*Dataset items*:
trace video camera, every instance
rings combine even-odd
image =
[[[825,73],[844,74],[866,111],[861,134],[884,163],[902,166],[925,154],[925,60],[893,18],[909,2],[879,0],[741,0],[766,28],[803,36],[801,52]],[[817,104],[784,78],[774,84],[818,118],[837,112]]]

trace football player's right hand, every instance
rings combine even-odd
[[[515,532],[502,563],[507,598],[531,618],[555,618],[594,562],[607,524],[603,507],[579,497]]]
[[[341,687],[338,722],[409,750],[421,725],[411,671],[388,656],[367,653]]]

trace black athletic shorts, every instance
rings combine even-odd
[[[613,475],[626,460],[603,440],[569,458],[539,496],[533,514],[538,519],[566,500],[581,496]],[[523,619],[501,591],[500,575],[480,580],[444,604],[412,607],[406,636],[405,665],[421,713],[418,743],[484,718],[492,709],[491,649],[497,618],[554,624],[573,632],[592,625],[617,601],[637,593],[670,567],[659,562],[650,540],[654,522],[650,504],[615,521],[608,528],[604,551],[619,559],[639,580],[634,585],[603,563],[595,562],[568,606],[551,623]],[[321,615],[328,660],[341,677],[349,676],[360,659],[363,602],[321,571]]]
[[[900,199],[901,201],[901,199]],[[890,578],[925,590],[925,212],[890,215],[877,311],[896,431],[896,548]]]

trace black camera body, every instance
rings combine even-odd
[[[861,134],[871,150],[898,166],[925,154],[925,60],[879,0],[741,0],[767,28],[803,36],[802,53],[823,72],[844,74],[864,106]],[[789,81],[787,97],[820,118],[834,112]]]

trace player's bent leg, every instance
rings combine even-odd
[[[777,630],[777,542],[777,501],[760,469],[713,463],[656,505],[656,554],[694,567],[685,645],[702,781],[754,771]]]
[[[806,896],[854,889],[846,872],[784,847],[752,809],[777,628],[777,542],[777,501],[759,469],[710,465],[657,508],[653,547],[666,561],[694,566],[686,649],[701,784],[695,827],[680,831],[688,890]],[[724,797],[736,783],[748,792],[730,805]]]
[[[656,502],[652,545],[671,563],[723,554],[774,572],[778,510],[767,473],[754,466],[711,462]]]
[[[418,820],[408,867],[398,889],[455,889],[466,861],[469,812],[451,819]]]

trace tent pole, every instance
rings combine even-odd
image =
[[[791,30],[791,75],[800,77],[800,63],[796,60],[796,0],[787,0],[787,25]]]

*WHAT YOU NEED TO DO*:
The lines to copy are those in the records above containing the word "black".

*TASK OUTPUT*:
trace black athletic shorts, every instance
trace black camera body, every instance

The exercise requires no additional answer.